BRIEF A.
Using the sanctions screening article, explain in one to three sentences why analysts end up swamped with alerts after a sudden geopolitical shift.
BRIEF B.
Transcribe a passage from the sanctions screening article word for word, beginning at the words "Sanctions screening is the" and stopping after "and lost business.".

SOURCE PASSAGE.
# # # #
Last updated: April 30, 2026 · 11min read

Sanctions Screening Challenges and How to Strengthen Compliance

The sanctions landscape can be a minefield. You can update your financial institution’s screening system on Friday morning only to see a significant geopolitical shift happen later that afternoon. By Monday, your analysts are drowning in alerts because static rules-based systems struggle to distinguish a sanctioned entity from a legitimate customer with a similar name. Meanwhile, violating sanctions can also be costly. In the UK, the Financial Conduct Authority issued over £124M in fines in 2025.1 In the US, the Office of Foreign Assets Control (OFAC) fined a venture capital firm for roughly $216M that same year, according to law firm Arnold & Porter.2

While headline-grabbing fines are significant, the true existential threat to organizations is far more severe: losing their place in the global financial system. A compliance failure serious enough to result in a revoked license or placement on a restricted list means more than just paying a fine; it signifies a complete severing of access to the global financial system. In this industry, access is paramount. Once that trust is eroded, it is extremely difficult to restore.

Keep in mind that looking at sanctions screening solely through the lens of avoiding penalties is a missed opportunity. When compliance is handled with precision and speed, it stops being seen as a burden and starts becoming a competitive advantage. In this article, we’ll look closely at common sanctions challenges, regulatory demands, and best practices to deliver an effective system that blocks illicit activity while fueling business growth.

Key Takeaways

  • Sanctions screening is a real-time process designed to prevent relationships and transactions with prohibited individuals, governments, or entities. It achieves this by checking financial messages, customers, and ultimate beneficial owners (UBOs) against global watchlists to identify and flag high-risk activity.
  • Modern sanctions screening engines process complex financial messages in milliseconds through a four-step process: data capture; automated matching; holistic evaluation, and decision triggers.
  • Recent Feedzai data shows that 62% of institutions adopting AI reported reducing false positives by more than 40%, directly translating to less wasted time for investigative teams.

What is Sanctions Screening and Why Does it Matter?

Sanctions screening is the real-time process of verifying financial messages, customers, and ultimate beneficial owners (UBOs) against global watchlists issued by bodies like the Office of Foreign Assets Control (OFAC), the United Nations, and the European Union. The process aims to identify and flag prohibited individuals, government, entities, or restricted jurisdictions before a transaction is finalized or a business relationship is established. If these high-risk transactions are completed, financial institutions and businesses risk fines from regulators, public reputation damage, and lost business.
# # # #
MATERIAL PROVIDED.

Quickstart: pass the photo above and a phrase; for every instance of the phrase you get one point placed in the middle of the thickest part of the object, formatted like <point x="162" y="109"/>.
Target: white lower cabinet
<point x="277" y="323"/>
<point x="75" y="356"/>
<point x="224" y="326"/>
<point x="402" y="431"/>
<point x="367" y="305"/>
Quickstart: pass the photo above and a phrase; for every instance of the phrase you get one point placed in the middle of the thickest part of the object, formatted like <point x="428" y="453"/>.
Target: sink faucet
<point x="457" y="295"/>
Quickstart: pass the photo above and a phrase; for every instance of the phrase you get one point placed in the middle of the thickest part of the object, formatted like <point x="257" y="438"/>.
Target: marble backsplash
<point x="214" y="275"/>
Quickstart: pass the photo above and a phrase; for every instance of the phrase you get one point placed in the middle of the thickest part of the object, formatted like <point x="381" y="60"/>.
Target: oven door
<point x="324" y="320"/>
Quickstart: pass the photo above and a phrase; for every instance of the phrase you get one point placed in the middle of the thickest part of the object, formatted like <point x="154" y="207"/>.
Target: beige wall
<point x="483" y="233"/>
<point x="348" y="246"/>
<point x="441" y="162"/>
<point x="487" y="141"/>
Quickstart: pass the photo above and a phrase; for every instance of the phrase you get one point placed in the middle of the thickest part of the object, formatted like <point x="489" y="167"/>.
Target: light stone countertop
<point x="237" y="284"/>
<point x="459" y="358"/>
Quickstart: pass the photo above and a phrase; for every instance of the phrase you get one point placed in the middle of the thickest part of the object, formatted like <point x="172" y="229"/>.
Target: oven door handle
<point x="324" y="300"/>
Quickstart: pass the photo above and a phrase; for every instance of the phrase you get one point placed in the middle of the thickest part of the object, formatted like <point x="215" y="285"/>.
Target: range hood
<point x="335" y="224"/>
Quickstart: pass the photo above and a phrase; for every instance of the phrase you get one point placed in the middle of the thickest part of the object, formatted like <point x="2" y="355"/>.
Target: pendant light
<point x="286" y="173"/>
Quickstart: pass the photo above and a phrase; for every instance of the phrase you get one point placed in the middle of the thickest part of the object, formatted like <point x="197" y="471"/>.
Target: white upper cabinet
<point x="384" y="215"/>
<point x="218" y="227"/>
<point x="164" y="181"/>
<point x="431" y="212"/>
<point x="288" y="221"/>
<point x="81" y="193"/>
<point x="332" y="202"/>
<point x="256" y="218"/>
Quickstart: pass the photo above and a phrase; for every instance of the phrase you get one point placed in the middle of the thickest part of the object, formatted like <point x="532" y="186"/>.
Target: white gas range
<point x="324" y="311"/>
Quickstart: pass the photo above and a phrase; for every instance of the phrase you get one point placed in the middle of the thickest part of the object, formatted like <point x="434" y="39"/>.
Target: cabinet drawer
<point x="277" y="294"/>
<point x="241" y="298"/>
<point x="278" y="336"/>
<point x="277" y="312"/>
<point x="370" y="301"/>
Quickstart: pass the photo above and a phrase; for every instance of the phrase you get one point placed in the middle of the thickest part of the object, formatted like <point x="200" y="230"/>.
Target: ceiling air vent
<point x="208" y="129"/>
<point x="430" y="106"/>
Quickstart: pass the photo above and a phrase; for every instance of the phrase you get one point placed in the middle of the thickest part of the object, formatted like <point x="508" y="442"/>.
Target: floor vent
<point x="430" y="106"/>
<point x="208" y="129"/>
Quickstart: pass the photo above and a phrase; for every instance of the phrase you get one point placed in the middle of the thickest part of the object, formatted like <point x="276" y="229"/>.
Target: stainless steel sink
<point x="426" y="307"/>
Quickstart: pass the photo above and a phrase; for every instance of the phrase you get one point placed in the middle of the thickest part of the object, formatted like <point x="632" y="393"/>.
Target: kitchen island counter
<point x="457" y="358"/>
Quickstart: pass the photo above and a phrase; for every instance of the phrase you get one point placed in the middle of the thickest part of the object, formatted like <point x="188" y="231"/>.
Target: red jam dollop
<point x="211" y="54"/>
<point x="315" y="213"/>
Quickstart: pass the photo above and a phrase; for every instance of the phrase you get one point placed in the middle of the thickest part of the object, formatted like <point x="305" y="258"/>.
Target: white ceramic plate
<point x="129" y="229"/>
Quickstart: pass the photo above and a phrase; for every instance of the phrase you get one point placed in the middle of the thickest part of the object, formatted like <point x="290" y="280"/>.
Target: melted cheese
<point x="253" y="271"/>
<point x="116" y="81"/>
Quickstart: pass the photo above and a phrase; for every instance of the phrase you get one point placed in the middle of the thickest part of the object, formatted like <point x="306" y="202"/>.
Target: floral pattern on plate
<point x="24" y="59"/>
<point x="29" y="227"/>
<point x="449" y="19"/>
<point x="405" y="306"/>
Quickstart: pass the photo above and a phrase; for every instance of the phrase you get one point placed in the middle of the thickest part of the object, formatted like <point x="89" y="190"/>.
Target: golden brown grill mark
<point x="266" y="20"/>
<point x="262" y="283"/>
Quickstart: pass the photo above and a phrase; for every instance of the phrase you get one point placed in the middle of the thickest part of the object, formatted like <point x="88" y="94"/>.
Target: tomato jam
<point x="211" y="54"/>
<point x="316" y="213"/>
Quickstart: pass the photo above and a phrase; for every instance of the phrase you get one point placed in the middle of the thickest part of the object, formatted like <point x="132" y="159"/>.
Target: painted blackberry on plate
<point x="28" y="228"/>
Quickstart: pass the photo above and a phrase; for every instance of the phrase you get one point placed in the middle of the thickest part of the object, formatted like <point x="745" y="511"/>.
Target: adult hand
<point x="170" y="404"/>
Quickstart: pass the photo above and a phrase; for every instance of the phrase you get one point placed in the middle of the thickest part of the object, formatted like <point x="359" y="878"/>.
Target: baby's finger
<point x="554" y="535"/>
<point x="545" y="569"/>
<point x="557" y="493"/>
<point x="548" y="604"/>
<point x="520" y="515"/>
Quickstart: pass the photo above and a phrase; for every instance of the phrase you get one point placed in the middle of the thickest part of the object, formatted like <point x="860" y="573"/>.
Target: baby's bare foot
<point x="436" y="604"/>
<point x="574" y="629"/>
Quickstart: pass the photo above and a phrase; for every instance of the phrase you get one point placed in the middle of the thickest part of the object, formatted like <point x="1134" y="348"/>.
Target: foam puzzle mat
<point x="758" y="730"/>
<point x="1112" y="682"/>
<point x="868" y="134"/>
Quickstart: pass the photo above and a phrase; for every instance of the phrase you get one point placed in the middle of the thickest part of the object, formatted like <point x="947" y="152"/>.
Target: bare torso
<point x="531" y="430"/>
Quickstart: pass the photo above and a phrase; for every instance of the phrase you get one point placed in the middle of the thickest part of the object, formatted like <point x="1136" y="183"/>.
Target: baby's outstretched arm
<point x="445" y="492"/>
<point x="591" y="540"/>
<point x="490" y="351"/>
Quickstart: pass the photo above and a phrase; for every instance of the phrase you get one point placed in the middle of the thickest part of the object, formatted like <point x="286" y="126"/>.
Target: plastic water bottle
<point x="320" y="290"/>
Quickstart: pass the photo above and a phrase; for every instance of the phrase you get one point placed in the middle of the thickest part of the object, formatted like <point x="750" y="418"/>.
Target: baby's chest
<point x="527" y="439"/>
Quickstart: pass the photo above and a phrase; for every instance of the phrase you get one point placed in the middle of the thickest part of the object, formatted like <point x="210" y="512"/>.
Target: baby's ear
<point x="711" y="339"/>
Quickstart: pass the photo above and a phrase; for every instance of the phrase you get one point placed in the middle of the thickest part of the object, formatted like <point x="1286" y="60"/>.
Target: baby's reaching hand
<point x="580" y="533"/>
# # # #
EXERCISE SOLUTION A.
Static rules-based screening systems have trouble telling a sanctioned entity apart from a legitimate customer with a similar name. So after a significant geopolitical shift, they flag many legitimate customers, and analysts are left drowning in alerts.

EXERCISE SOLUTION B.
Sanctions screening is the real-time process of verifying financial messages, customers, and ultimate beneficial owners (UBOs) against global watchlists issued by bodies like the Office of Foreign Assets Control (OFAC), the United Nations, and the European Union. The process aims to identify and flag prohibited individuals, government, entities, or restricted jurisdictions before a transaction is finalized or a business relationship is established. If these high-risk transactions are completed, financial institutions and businesses risk fines from regulators, public reputation damage, and lost business.